Lines listed in a dataset:

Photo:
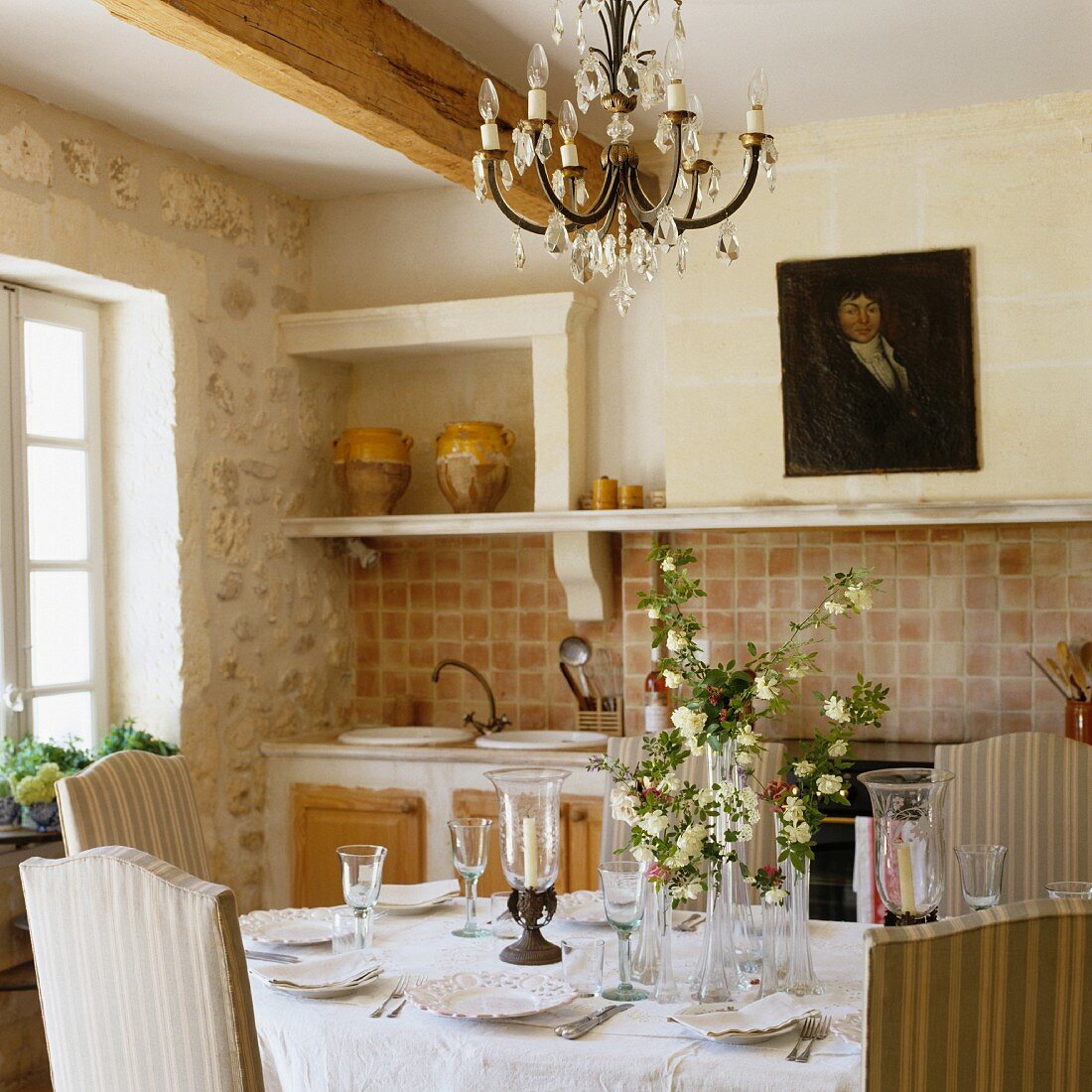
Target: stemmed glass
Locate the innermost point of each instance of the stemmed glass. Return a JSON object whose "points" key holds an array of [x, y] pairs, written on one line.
{"points": [[470, 851], [622, 883], [981, 870], [361, 881]]}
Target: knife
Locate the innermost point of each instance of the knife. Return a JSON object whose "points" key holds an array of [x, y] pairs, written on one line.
{"points": [[583, 1026]]}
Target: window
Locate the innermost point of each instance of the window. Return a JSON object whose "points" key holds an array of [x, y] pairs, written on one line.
{"points": [[53, 655]]}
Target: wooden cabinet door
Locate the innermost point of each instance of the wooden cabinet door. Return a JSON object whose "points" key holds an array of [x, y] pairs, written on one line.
{"points": [[581, 830], [326, 817]]}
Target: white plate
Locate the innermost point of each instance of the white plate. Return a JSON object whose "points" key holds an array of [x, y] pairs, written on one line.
{"points": [[491, 995], [288, 927], [404, 738], [544, 741]]}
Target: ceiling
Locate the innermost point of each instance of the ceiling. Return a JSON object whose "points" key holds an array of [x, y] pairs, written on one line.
{"points": [[827, 59]]}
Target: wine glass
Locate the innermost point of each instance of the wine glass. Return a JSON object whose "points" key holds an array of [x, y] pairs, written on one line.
{"points": [[981, 870], [361, 881], [622, 883], [470, 851]]}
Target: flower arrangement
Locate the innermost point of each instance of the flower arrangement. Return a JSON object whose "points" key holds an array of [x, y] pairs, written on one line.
{"points": [[673, 822]]}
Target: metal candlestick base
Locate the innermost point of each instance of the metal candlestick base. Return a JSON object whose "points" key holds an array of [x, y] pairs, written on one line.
{"points": [[532, 909]]}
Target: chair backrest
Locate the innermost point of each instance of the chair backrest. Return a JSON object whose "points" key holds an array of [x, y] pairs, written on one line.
{"points": [[629, 750], [998, 1000], [141, 975], [138, 799], [1030, 792]]}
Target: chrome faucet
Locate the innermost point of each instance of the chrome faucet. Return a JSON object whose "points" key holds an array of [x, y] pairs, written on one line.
{"points": [[494, 723]]}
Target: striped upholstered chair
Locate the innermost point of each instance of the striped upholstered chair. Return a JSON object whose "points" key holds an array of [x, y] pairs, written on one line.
{"points": [[138, 799], [1030, 792], [995, 1001], [141, 975]]}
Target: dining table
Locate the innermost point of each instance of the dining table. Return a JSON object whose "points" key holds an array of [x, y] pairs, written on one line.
{"points": [[336, 1045]]}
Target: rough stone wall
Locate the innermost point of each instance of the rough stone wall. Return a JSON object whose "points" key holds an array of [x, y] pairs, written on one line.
{"points": [[264, 641]]}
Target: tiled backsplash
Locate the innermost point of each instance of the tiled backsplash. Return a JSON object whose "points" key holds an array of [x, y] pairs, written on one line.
{"points": [[949, 633]]}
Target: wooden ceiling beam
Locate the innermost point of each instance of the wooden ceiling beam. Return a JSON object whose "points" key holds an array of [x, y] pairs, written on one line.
{"points": [[359, 64]]}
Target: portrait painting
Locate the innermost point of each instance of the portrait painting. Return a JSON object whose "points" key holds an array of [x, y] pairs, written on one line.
{"points": [[877, 359]]}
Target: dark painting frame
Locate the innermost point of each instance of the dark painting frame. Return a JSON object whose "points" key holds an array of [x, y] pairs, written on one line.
{"points": [[877, 360]]}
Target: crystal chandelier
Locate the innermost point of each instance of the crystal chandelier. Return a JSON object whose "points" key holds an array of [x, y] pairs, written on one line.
{"points": [[621, 230]]}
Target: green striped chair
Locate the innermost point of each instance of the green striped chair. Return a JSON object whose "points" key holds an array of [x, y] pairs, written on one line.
{"points": [[141, 974], [138, 799], [1030, 792], [994, 1002]]}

What needs to be done: Rewrite the lines from the line with "Target: crystal chandelier" through the last line, putting "center point" wherever "innermost point" appears and leaving everything else unchanged.

Response to this exercise:
Target: crystal chandelier
Locate the center point of each instance of the crystal chandelier. Return a JSON object whose "points" key holds an array of [x, y] pairs, written on one line.
{"points": [[621, 230]]}
Target: green striped chair
Locate the center point of each instance of the green striped chair. Return a JSON object whose "points" key holds an array of [x, y] pairs, written on one line.
{"points": [[141, 974], [138, 799], [1030, 792], [994, 1002]]}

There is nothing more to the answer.